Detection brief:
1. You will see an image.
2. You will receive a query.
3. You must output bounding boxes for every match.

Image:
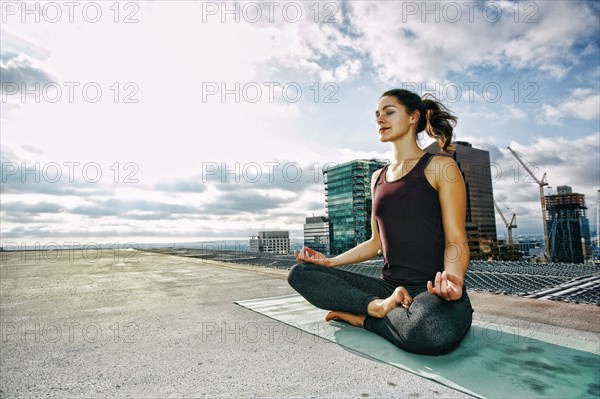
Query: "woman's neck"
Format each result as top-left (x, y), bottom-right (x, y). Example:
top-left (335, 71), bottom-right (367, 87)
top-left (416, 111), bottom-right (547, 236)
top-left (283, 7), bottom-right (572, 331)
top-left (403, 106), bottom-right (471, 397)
top-left (393, 137), bottom-right (425, 164)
-----
**YOUR OBJECTIVE**
Recast the listing above as a Markdown table with the columns Row and Line, numbering each row and skipping blank lines. Leave the picture out of the table.

**RESULT OF THIS TASK**
| Row | Line |
|---|---|
| 1 | Detection brief: |
| 2 | 1. You will see an image. |
| 3 | 2. You will receive a query. |
| 4 | 3. You must output bounding boxes for every match. |
| 5 | Image: |
| 6 | Query: "woman's neck" |
| 7 | Format each result as top-left (x, y), bottom-right (x, y). Example: |
| 8 | top-left (335, 71), bottom-right (367, 87) |
| 9 | top-left (416, 111), bottom-right (547, 236) |
| 10 | top-left (283, 7), bottom-right (572, 331) |
| 11 | top-left (403, 106), bottom-right (471, 397) |
| 12 | top-left (393, 137), bottom-right (425, 164) |